◆ SELECTED EXTRACT ◆
-=-=-

Tag Archives: Simon Pegg

Ethan Meets an Equal — “Mission: Impossible – Rogue Nation”

Rebecca Ferguson fight scene in Mission: Impossible - Rogue Nation
You just hang around, Tom Cruise, I got this.

by Gabriel Valdez

Every once in a while, there’s an action movie you breathe your way out of as the credits roll. You’ve been smiling the last several minutes and maybe you hadn’t even realized you were holding your breath. You’re also charged – your adrenaline’s spiking and you feel like you could do a thousand ill-advised stunts just like the action heroes on screen did. The Matrix is the poster child of this post-movie syndrome. Millions of viewers in 1999 hoped that someone would try to engage them in a kung fu battle in the theater’s parking lot. The Bourne Ultimatum made us feel like we could race across rooftops and earlier this year, Mad Max: Fury Road made passengers across America shout for exhilarated drivers to stop hairpinning every turn as if they were being chased by post-apocalyptic Viking dune buggies.

Mission: Impossible – Rogue Nation is not just the best of the Mission: Impossible films, it’s also one of the better spy movies you may ever see. There are larger than life action sequences, but the film lives and breathes its complicated spy world like none of the other Mission: Impossible films have. Each movie in this series has been an action movie first and a spy movie second. Rogue Nation reverses this trend. It ramps up the film’s spy elements without losing the breakneck action. Moreover, there are fewer technological gimmicks – Rogue Nation is a film about play and counter-play, about plots buried within plots and the personalities behind them clashing and manipulating each other.

-=-=-

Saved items
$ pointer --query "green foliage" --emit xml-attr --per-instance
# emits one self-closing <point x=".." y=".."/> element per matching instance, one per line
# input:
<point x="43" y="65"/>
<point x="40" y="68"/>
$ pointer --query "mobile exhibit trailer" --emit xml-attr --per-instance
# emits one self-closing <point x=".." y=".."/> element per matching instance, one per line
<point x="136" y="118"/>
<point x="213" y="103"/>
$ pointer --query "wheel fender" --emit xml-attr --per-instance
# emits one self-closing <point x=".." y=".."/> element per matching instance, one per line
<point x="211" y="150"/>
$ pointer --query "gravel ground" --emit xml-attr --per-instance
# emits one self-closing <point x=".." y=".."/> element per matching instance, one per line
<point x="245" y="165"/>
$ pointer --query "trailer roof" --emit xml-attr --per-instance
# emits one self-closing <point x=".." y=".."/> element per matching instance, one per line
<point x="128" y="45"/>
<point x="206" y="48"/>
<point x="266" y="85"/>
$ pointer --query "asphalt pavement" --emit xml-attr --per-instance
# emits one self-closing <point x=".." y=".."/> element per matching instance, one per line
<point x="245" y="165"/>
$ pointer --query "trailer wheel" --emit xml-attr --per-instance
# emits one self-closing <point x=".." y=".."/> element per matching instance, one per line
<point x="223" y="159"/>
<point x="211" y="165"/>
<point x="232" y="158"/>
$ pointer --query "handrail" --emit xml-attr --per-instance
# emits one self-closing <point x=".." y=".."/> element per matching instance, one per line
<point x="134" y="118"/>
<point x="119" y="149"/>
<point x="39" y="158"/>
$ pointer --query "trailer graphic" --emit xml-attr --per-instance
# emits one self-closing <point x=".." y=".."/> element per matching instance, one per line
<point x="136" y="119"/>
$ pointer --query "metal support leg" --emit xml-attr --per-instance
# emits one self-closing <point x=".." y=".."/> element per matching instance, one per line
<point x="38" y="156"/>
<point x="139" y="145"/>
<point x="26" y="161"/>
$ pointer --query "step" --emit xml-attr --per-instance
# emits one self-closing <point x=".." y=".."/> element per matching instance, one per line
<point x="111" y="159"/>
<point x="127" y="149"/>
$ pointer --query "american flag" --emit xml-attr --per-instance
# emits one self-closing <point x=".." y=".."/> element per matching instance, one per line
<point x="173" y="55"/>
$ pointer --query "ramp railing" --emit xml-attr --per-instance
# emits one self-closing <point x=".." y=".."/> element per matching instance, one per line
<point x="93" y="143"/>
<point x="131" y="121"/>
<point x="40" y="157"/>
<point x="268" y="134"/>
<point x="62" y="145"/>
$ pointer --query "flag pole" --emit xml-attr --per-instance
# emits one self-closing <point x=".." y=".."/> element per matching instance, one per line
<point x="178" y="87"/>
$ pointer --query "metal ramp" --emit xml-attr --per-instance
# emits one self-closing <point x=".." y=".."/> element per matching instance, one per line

-=-=-

◆ WHAT THIS EXERCISE ASKS ◆
**a.** Answer these questions about the Rogue Nation review:
(i) Which film does the review call the poster child of post-movie syndrome?
(ii) Which film made us feel like we could race across rooftops?
(iii) According to the review, what has each movie in the series been first, and what second?
**b.** Report every line in the rows that contains the word "metal".

◆ RESPONSES BY TASK ◆
**a.**
(i) The Matrix
(ii) The Bourne Ultimatum
(iii) An action movie first and a spy movie second

**b.**
$ pointer --query "metal support leg" --emit xml-attr --per-instance
$ pointer --query "metal ramp" --emit xml-attr --per-instance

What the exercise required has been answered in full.